**What you should do**
Give back the line where "In the photograph above, where can the concrete" appears and all the lines after it until the listing ends, unchanged and with nothing else.

**Dataset extract**
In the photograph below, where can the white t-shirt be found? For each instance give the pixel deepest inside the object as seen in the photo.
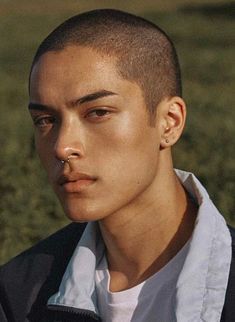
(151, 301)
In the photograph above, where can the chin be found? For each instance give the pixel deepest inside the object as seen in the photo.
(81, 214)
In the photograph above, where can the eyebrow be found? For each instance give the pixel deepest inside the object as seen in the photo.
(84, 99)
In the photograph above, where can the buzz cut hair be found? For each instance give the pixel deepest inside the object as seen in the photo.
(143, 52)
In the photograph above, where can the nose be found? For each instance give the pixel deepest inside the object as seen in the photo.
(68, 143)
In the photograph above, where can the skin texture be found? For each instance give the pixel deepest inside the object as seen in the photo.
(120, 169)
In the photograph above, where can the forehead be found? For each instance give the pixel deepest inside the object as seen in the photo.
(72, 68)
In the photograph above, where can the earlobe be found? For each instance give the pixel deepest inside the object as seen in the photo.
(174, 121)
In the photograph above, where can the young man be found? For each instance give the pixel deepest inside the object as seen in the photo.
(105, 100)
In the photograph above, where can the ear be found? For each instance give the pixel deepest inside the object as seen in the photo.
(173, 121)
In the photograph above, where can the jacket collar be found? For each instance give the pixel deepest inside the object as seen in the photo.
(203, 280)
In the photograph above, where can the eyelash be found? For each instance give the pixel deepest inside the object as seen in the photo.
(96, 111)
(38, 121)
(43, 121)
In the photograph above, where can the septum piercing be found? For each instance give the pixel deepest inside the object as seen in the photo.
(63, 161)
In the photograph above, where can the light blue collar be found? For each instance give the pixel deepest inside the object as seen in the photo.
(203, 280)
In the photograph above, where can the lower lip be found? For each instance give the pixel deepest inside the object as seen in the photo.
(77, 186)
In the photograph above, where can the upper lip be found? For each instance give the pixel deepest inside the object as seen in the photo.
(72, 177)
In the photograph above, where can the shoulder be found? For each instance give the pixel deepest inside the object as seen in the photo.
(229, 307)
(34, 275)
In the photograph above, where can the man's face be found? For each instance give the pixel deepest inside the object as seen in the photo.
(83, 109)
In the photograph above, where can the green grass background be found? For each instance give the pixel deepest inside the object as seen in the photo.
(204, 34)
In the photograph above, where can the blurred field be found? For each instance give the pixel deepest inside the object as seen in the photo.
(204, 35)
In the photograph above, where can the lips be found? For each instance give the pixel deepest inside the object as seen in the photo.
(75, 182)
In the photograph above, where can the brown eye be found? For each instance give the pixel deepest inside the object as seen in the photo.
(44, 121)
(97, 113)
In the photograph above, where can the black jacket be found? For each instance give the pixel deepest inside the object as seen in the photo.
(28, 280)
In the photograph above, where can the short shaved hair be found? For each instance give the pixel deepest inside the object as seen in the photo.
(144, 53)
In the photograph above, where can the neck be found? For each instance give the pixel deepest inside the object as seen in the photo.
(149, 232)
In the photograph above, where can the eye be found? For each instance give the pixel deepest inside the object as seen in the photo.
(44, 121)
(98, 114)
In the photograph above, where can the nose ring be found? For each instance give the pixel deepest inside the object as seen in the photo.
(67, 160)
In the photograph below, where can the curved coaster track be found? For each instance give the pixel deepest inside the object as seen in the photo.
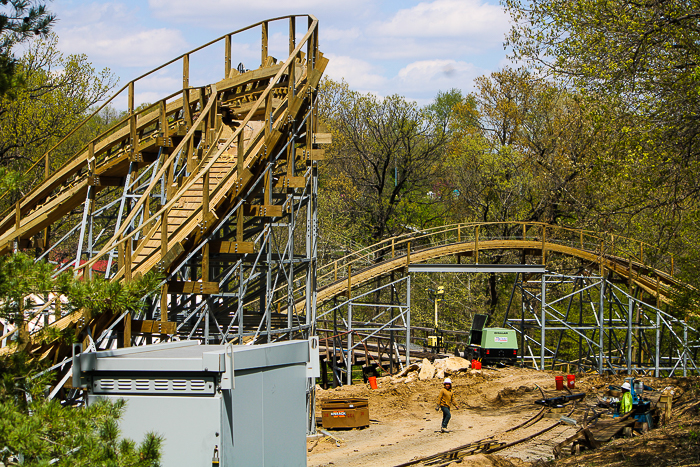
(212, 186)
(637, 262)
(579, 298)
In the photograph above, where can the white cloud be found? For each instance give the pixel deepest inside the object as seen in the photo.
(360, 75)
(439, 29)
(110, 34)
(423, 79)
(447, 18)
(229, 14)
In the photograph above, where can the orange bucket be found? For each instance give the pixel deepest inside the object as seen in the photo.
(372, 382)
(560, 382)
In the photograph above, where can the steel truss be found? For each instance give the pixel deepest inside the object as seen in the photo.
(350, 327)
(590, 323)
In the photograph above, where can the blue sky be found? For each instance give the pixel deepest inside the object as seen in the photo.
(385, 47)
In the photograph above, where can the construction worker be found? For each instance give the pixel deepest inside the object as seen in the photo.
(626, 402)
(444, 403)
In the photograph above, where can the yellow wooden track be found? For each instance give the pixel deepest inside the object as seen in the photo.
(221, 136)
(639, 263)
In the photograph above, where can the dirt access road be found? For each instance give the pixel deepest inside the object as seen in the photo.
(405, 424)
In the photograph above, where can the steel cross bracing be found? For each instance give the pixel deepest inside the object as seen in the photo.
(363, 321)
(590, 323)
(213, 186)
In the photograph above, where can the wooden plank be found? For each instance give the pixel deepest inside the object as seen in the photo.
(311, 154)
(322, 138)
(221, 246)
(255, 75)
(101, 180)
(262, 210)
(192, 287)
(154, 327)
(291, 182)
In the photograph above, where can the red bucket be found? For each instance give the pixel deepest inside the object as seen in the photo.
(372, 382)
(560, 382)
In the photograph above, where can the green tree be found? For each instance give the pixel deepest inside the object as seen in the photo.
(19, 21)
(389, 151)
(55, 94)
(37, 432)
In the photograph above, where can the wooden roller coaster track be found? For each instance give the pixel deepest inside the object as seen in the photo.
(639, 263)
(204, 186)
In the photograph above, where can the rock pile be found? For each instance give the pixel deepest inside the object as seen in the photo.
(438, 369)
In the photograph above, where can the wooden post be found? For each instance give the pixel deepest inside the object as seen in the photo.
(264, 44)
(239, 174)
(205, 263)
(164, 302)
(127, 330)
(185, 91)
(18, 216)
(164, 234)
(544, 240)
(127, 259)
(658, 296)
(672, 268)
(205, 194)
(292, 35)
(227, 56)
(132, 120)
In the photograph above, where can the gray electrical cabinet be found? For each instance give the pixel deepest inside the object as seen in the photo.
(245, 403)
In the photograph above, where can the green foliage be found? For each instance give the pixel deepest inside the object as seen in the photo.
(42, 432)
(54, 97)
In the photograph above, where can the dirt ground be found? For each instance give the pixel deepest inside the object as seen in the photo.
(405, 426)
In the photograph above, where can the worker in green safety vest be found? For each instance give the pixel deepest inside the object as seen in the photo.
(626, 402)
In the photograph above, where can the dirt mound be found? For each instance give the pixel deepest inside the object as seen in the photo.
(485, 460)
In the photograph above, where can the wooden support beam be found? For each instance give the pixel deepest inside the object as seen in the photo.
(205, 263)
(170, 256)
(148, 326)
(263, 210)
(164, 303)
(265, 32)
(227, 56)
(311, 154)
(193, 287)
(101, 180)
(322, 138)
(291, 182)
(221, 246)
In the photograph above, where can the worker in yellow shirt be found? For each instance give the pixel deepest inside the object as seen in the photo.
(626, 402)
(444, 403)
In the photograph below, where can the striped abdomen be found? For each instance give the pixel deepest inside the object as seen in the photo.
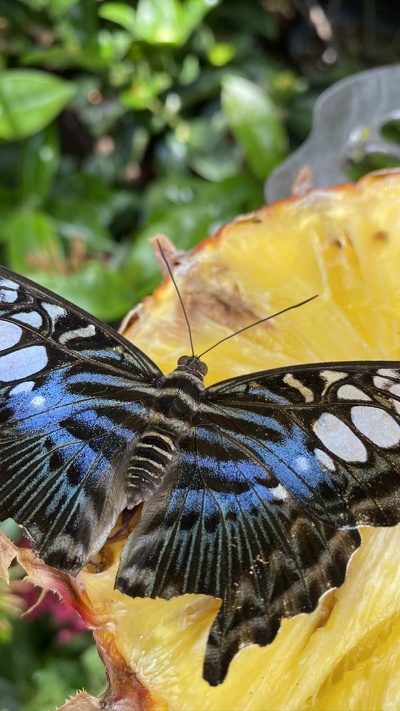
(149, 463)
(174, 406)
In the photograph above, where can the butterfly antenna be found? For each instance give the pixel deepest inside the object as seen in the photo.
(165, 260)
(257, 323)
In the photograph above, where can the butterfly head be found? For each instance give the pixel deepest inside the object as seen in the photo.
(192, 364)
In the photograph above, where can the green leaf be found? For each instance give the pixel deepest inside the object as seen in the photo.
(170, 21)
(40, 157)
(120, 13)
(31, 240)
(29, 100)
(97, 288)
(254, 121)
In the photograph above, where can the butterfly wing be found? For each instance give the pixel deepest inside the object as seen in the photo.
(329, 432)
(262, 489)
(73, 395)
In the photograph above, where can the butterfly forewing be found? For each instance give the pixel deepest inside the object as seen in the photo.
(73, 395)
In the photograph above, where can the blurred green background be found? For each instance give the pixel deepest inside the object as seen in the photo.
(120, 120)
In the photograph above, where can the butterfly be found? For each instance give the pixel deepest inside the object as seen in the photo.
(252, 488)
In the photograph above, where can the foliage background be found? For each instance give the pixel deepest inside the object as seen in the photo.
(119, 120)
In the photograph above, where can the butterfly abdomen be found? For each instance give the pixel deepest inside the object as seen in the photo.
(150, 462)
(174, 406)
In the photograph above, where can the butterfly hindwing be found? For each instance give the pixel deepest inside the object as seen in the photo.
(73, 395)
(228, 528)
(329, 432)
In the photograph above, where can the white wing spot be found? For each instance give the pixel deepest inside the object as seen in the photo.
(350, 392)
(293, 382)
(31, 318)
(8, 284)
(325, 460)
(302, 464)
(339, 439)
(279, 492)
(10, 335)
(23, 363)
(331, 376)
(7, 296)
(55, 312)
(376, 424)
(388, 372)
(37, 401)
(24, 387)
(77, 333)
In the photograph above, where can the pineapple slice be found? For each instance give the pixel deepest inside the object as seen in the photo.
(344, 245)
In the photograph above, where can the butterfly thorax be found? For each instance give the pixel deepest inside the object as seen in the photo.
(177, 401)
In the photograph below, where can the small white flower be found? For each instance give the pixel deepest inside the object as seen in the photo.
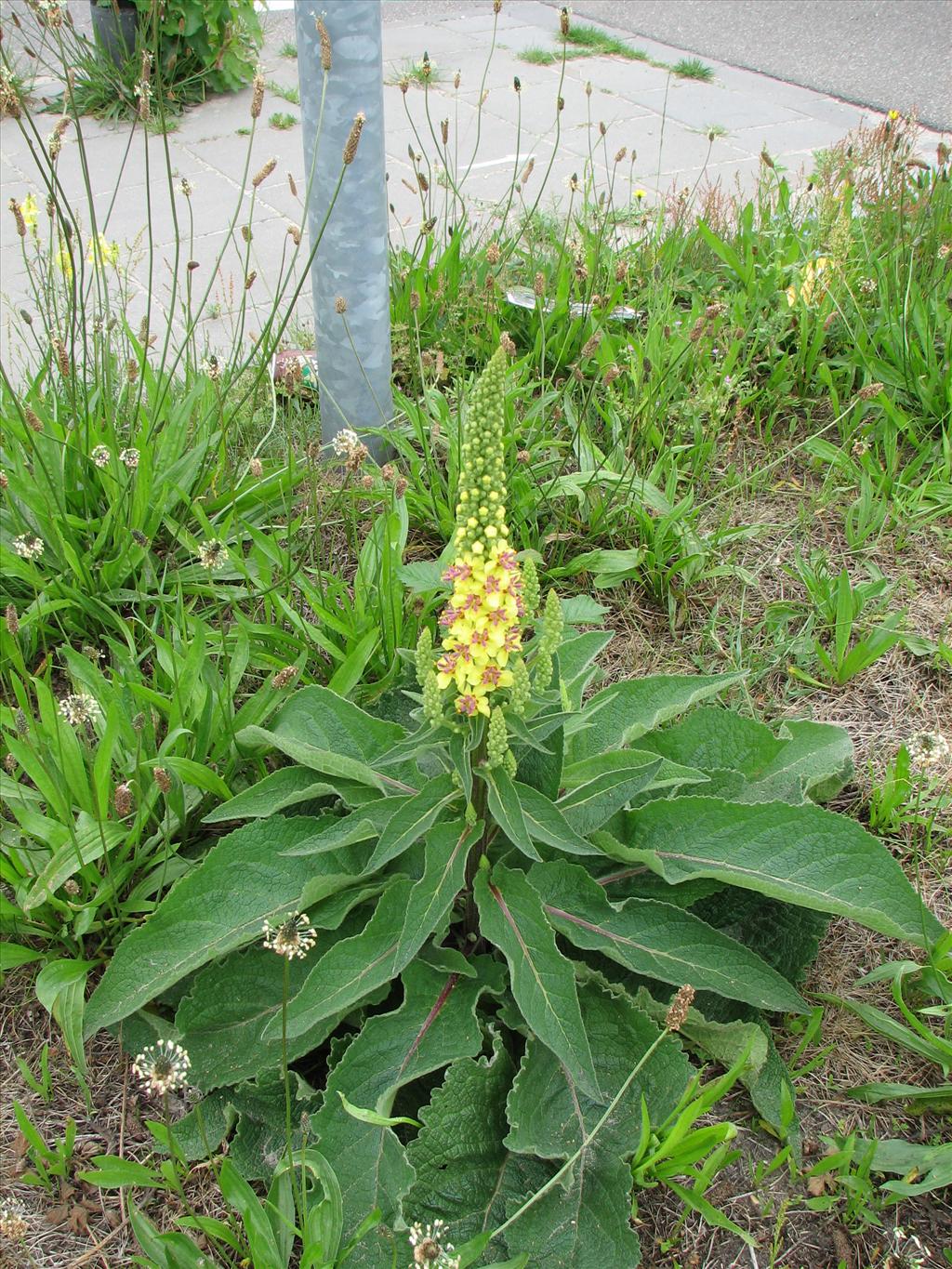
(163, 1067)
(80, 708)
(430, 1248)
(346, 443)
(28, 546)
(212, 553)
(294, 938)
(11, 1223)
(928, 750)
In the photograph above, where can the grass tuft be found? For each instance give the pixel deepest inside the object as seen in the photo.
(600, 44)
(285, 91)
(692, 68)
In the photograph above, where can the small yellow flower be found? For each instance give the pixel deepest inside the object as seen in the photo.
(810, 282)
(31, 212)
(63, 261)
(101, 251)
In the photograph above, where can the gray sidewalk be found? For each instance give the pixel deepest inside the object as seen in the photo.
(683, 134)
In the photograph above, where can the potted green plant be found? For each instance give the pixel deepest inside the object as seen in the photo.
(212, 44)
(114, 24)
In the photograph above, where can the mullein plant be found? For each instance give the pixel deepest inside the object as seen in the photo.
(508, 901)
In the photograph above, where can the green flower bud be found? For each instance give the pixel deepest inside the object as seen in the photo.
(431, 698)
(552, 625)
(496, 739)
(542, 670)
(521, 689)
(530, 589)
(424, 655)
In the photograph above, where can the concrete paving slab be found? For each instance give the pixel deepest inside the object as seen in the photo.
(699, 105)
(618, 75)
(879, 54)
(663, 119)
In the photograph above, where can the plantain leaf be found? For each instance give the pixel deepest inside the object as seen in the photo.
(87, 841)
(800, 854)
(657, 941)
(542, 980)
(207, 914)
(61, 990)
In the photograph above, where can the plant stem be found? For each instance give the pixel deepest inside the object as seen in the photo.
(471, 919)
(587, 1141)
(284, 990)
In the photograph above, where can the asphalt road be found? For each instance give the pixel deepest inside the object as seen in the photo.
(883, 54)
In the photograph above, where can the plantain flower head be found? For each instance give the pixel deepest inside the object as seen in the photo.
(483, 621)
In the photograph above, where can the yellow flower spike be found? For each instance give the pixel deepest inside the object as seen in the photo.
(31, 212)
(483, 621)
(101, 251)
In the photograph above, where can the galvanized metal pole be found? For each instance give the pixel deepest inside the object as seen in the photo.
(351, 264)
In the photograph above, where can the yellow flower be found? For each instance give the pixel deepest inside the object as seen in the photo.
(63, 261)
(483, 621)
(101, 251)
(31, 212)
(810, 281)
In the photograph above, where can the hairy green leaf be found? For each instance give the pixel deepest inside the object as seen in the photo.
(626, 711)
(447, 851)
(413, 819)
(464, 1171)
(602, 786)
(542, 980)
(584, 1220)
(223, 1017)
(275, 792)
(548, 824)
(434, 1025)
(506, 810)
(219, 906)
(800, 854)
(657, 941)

**Result for this task**
In the photograph above, where can the concrete paving slab be found? For each instance give the pixel deepest inside the object as seen in the photo.
(699, 105)
(618, 75)
(879, 54)
(663, 119)
In the photograph above, where can the plantain leaf be found? For each instance give the pixel deepest inside the object as seen in the photo.
(87, 841)
(800, 854)
(657, 941)
(542, 980)
(207, 914)
(61, 990)
In the photograph above, where can the plant stem be found? For each instance give the pixel deepest inside the object as seen in the photo.
(471, 919)
(587, 1141)
(284, 990)
In the photograph above, where can the asphalt road be found? For each instance give the pixel deepest inside the object as seen in the photo.
(883, 54)
In the photograph above, where can the plantain flower head be found? For each instance give the pixel deepest inside the object as seen in the photo.
(483, 621)
In the photograph above, where can the yellow flower spike be found? For each instance give the pixel deepest inside the object as seen in the photo.
(31, 212)
(483, 621)
(101, 251)
In the photograph above, where can the galvanized metal pole be found? For each instance give the pixel deepest inside the object as seen in the photo.
(351, 264)
In the photograph above, where can the yellow flower be found? For each instance give the pixel deepest inside the object as seen in the photo.
(63, 261)
(483, 621)
(101, 251)
(31, 212)
(810, 281)
In the photograph above, where can the hairy green leaf be found? For each instance give the pixel deepest inside the object as seen in the photo.
(626, 711)
(447, 851)
(413, 819)
(464, 1171)
(602, 786)
(542, 980)
(584, 1220)
(223, 1017)
(275, 792)
(548, 824)
(434, 1025)
(506, 810)
(219, 906)
(800, 854)
(657, 941)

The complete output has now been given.